TASK BRIEF: Copy out the stretch of data from the line containing "the red shirt." through the line containing "[(243, 225), (347, 174), (338, 204)]", keeping every line. In the answers, shift each x and y coordinate by adding 89 to it.

GIVEN DATA:
>>>>
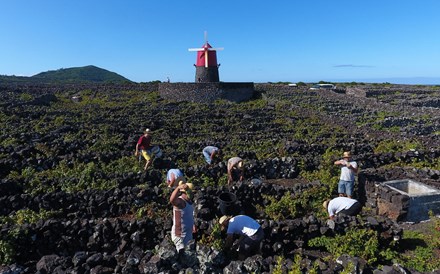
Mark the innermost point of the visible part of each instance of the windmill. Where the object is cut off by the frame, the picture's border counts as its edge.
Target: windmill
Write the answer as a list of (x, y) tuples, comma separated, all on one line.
[(206, 62)]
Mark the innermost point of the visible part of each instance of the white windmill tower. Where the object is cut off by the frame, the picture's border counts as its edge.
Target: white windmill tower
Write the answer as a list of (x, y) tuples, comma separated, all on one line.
[(206, 62)]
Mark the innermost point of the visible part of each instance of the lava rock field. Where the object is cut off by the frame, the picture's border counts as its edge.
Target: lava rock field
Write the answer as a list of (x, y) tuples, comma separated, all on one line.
[(75, 199)]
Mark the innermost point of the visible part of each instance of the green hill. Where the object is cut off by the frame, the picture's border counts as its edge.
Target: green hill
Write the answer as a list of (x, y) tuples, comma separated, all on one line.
[(80, 74), (87, 74)]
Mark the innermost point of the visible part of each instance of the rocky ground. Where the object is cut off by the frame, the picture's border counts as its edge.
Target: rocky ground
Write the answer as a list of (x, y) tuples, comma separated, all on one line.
[(74, 199)]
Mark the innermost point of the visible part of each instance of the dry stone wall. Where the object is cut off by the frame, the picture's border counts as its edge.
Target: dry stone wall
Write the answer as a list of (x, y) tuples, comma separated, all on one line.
[(206, 92)]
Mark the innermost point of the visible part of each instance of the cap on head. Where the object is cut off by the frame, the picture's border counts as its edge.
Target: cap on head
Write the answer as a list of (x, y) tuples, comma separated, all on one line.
[(180, 180), (325, 204), (223, 219)]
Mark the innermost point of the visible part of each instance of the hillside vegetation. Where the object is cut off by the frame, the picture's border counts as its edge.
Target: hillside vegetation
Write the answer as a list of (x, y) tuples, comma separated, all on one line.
[(87, 74)]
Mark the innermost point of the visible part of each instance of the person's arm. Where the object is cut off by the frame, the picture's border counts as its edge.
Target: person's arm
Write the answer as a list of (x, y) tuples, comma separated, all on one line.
[(354, 168), (340, 162), (174, 198), (171, 181), (229, 173)]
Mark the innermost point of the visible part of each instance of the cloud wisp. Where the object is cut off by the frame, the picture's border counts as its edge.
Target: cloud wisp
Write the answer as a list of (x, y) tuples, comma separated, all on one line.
[(352, 66)]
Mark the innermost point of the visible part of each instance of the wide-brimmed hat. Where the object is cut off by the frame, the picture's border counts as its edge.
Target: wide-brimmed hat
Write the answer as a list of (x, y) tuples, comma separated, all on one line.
[(325, 204), (223, 219), (180, 180), (240, 164)]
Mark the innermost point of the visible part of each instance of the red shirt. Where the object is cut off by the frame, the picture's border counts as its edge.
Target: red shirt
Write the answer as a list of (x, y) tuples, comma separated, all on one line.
[(144, 142)]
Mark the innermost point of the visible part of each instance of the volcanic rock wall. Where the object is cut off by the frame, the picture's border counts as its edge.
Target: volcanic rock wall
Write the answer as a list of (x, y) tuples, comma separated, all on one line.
[(206, 92)]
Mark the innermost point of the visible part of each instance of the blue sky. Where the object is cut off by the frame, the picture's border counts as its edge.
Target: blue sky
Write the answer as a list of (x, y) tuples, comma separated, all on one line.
[(264, 41)]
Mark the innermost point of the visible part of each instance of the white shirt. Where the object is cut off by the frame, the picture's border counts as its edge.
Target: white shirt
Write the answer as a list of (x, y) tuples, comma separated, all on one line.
[(243, 225), (347, 174), (338, 204)]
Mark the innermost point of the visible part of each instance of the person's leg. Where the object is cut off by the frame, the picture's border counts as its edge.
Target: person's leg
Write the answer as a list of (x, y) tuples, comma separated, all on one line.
[(147, 158), (341, 188), (349, 185), (207, 156)]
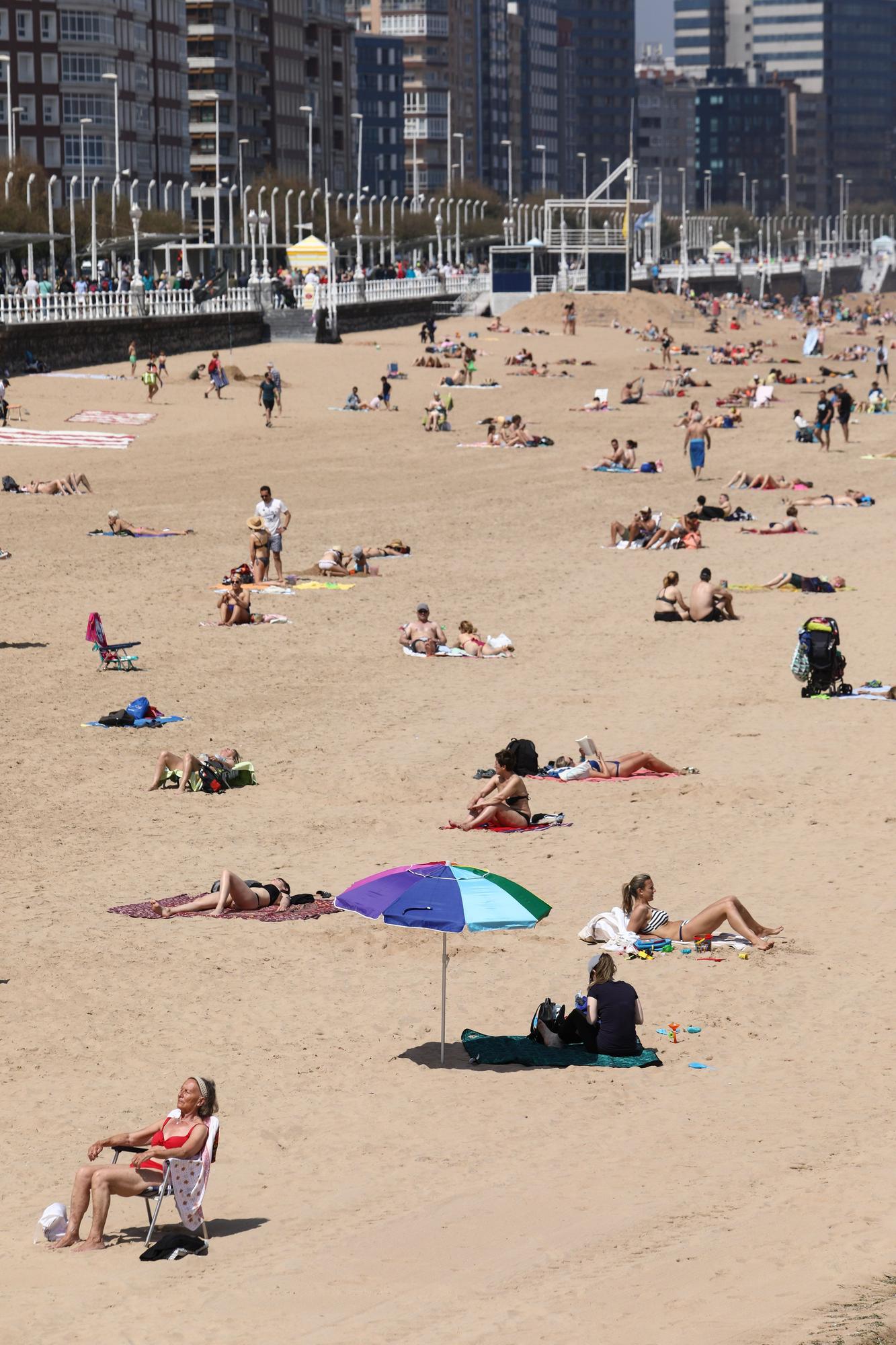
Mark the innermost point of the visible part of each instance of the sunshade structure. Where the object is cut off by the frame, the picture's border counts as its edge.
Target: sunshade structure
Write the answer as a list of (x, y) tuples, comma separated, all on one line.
[(444, 896), (310, 252)]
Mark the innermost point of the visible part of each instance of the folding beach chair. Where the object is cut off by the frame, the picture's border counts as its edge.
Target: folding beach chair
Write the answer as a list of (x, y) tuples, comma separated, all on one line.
[(111, 656), (166, 1187)]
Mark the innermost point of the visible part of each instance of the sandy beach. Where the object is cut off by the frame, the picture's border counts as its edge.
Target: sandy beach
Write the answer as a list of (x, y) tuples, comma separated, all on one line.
[(361, 1191)]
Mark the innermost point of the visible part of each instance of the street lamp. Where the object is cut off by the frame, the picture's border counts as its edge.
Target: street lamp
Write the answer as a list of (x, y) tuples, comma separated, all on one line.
[(509, 147), (85, 122), (542, 150), (136, 215), (115, 85), (460, 137), (311, 119), (360, 119), (11, 147), (252, 220)]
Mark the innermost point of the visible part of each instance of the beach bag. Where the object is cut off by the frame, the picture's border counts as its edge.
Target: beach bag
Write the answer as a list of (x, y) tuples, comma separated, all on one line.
[(799, 662), (525, 757)]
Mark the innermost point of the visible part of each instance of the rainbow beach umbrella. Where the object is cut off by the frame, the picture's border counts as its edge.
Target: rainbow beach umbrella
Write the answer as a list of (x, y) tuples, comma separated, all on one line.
[(444, 896)]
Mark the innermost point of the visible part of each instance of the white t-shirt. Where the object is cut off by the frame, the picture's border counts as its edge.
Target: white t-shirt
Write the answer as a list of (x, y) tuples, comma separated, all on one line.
[(272, 513)]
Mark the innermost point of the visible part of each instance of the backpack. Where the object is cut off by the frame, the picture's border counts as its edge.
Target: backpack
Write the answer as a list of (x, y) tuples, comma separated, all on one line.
[(525, 757)]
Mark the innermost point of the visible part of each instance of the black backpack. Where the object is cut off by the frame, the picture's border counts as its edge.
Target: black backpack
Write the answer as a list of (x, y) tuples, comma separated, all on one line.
[(525, 757)]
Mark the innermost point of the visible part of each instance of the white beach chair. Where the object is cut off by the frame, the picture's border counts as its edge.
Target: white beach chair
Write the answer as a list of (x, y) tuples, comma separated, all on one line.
[(166, 1187)]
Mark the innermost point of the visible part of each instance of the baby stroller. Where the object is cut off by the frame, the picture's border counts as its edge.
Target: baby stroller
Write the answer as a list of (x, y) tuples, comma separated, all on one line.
[(819, 660)]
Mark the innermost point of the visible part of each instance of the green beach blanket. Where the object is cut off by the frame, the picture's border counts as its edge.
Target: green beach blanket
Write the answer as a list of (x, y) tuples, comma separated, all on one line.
[(522, 1051)]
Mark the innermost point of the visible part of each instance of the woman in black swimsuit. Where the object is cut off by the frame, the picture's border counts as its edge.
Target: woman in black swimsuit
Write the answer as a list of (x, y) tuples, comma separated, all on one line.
[(509, 802), (669, 601), (233, 894)]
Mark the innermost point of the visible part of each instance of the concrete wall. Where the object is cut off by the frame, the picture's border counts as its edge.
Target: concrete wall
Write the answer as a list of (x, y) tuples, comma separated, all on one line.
[(106, 341)]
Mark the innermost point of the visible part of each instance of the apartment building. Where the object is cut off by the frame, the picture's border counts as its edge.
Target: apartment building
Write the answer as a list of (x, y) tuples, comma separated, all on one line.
[(65, 65)]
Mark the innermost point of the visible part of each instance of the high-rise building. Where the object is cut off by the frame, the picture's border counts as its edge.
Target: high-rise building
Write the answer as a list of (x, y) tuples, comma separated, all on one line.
[(596, 85), (381, 104), (64, 100), (228, 87), (310, 64)]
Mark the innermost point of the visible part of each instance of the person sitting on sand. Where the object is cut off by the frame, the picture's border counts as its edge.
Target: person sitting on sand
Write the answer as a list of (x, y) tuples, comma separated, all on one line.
[(259, 548), (423, 636), (60, 486), (646, 919), (608, 1024), (792, 525), (127, 529), (221, 762), (177, 1137), (807, 583), (471, 642), (502, 801), (767, 482), (642, 528), (852, 500), (670, 602), (710, 602), (235, 605), (236, 895)]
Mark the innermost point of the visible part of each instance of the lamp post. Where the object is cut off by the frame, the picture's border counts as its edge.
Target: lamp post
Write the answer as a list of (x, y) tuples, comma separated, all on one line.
[(50, 229), (360, 119), (136, 215), (11, 149), (85, 122), (115, 87), (542, 151), (311, 119), (264, 225), (252, 220)]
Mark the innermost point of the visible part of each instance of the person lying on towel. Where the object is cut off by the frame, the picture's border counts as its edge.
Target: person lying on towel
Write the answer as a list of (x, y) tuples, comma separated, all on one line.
[(182, 1137), (608, 1024), (221, 763), (502, 801)]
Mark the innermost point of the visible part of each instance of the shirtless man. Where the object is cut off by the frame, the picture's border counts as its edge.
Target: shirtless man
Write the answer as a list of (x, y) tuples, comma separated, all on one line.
[(421, 636), (710, 602)]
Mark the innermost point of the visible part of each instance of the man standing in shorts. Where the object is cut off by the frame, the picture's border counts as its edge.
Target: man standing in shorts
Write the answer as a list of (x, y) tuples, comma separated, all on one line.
[(844, 410), (276, 520)]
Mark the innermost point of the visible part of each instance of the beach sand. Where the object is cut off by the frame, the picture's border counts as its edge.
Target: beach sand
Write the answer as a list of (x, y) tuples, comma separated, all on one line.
[(362, 1192)]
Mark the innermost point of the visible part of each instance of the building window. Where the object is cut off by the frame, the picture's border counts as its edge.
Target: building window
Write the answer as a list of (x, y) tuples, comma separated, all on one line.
[(83, 26), (85, 69)]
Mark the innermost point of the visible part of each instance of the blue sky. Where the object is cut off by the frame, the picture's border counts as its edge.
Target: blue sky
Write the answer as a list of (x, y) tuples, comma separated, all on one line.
[(654, 24)]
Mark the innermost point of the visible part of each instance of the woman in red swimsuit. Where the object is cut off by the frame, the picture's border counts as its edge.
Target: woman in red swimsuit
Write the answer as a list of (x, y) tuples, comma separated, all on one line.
[(182, 1137)]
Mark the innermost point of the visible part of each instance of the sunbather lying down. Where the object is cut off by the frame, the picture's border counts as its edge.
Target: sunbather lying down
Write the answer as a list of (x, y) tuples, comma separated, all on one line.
[(122, 525), (232, 894), (184, 1137), (615, 769), (60, 486), (224, 761)]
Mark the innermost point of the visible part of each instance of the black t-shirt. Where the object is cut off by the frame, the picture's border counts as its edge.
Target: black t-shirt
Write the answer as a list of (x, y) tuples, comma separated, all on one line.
[(616, 1034)]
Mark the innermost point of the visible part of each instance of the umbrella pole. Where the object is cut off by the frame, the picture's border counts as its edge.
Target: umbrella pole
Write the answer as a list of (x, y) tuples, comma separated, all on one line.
[(444, 972)]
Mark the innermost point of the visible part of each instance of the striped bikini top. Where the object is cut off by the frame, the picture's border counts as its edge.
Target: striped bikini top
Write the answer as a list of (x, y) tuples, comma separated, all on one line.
[(657, 918)]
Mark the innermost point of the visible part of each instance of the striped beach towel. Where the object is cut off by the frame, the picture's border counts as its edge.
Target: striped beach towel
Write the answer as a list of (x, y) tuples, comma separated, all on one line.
[(61, 439)]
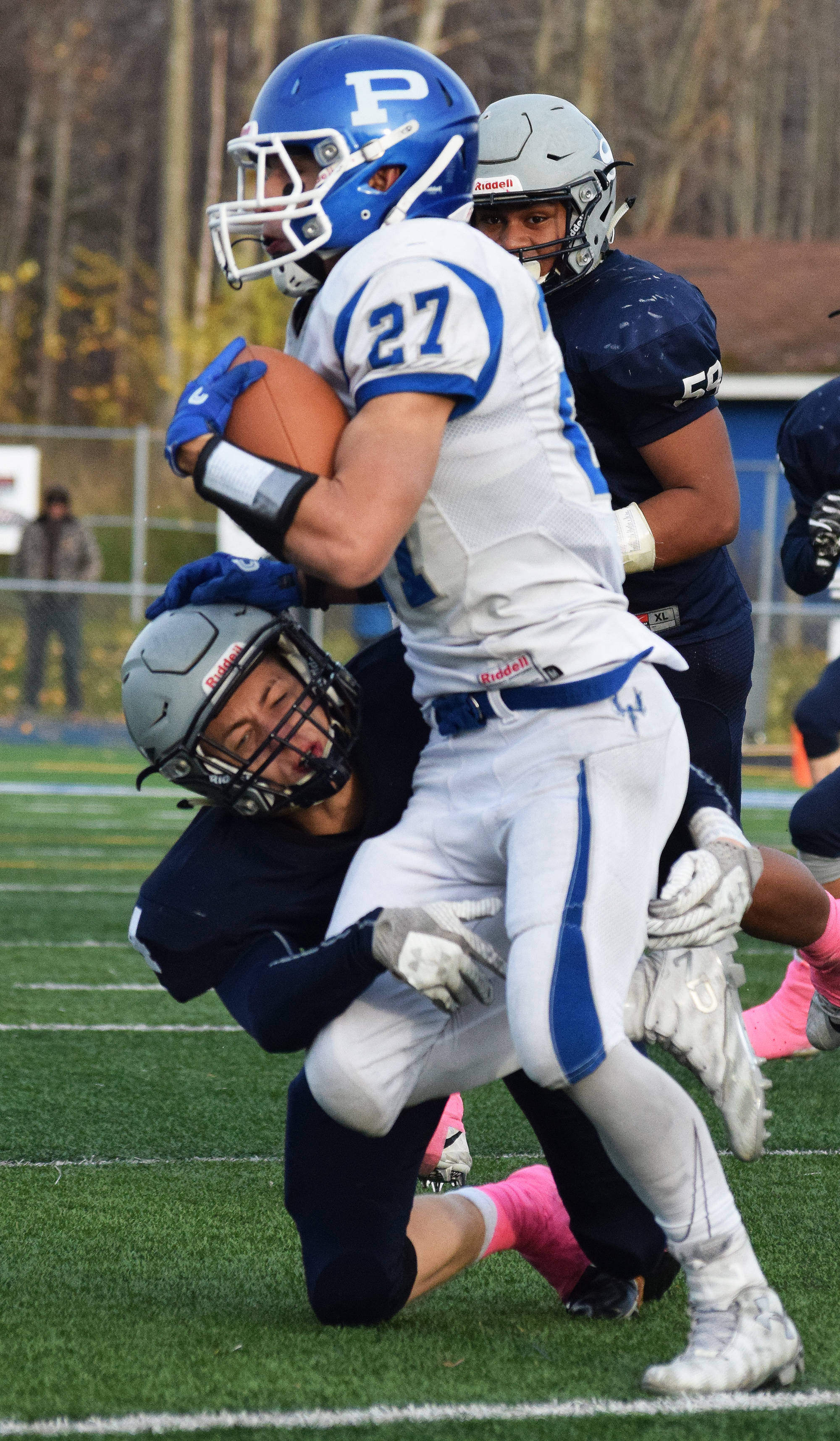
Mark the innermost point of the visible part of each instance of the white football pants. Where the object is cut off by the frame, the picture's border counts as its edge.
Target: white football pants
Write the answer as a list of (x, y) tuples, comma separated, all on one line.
[(562, 813)]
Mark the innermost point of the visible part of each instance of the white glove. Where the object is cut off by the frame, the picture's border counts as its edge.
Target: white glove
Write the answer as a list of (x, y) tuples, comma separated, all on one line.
[(705, 897), (430, 949)]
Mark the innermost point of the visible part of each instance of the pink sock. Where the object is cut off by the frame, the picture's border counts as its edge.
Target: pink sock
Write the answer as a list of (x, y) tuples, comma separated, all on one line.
[(453, 1116), (777, 1028), (528, 1215), (824, 956)]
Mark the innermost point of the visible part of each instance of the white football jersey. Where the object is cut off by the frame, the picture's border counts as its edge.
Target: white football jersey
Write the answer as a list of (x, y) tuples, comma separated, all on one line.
[(511, 571)]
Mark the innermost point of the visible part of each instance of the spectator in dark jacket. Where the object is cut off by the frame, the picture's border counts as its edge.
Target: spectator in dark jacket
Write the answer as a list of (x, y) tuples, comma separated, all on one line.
[(57, 547)]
<<<<
RESPONSE TO THIS EXERCISE:
Mark the innermost point of the visible part of each instance of the red shirt. Where the object is cut off by the frame, the picture's border counts as its edge.
Target: red shirt
Write the answer as a list of (x, y) tuples, comma separated, all on one line.
[(233, 231)]
Mark the innermost point of the visible part of each instance of the volcanic rock wall. Where the object is cut off by the frame, the picture's border counts as its edge.
Target: volcanic rock wall
Write the answer as a list of (x, y) tuples, comma separated, all on one line.
[(295, 181)]
Mark the innermost point of the visible part of each instance of the blue sky. Where the object is cut off by the frame, the picture's border counts as its edge.
Target: blue sky
Write the answer as a list of (x, y) tuples, comma separated, all on one line.
[(353, 130)]
Mark the innermost point of the visible part of each instance of the white shirt. Where the object is cut off by the frame, the picture's border counts as its edge.
Target: white shirt
Write the answer as a list of (x, y) tuples, comma separated, all on one line.
[(332, 314), (436, 263), (427, 293)]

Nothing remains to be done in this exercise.